-- START Selected extract --
Wage policy. Referring to its previous comments concerning the establishment of a National Pay Commission to evaluate the existing wage policy and introduce a new wage policy, the Committee notes the Government’s indication that this Commission will only consider wages of public sector employees. Noting that no significant progress has been made by the National Pay Commission, the Committee again requests the Government to provide information on any progress made in evaluating the wage policy and designing a new wage policy applicable to the public sector. It again requests the Government to take steps, in collaboration with employers’ and workers’ organizations, to ensure that the new wage policy implements the principle of equal remuneration for men and women for work of equal value, through the use of objective job evaluation methods. It further requests the Government to provide information on the elaboration of any new wage policy applicable to the private sector.
Article 3. Objective job evaluation. The Committee previously welcomed the inclusion in the National Action Plan for the Protection and Promotion of Human Rights 2011–16 of “equal pay for work of equal value” as an explicit objective to be achieved through the conduct of a study on introducing a job evaluation system to serve as a basis for developing and establishing such an evaluation system. It notes the Government’s statement that the study was not completed as the Ministry of Labour is lacking technical knowledge. It notes that the Government is requesting ILO technical assistance in this regard. While noting that the National Action Plan for the Protection and Promotion of Human Rights 2017–21 does not make reference to the principle of the Convention anymore, the Committee requests the Government to take the necessary steps to develop and promote practical approaches and methods for objective job evaluation using objective criteria free from gender bias, such as qualifications and skills, effort, responsibilities and conditions of work. It requests the Government to provide information on any progress made in this regard.
-- END Selected extract --
-- START Information shown --
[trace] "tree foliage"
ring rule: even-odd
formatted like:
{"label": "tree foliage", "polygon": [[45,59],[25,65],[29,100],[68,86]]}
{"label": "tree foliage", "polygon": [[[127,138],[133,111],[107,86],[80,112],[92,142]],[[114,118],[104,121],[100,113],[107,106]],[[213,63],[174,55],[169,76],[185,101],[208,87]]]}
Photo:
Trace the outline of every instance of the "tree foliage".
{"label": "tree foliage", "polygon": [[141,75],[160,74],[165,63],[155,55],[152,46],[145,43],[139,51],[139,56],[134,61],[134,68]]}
-- END Information shown --
Task to complete:
Translate into French the following sentence from the excerpt on wage policy and job evaluation above: "It further requests the Government to provide information on the elaboration of any new wage policy applicable to the private sector."

Reply:
Elle demande en outre au gouvernement de fournir des informations sur l'élaboration de toute nouvelle politique salariale applicable au secteur privé.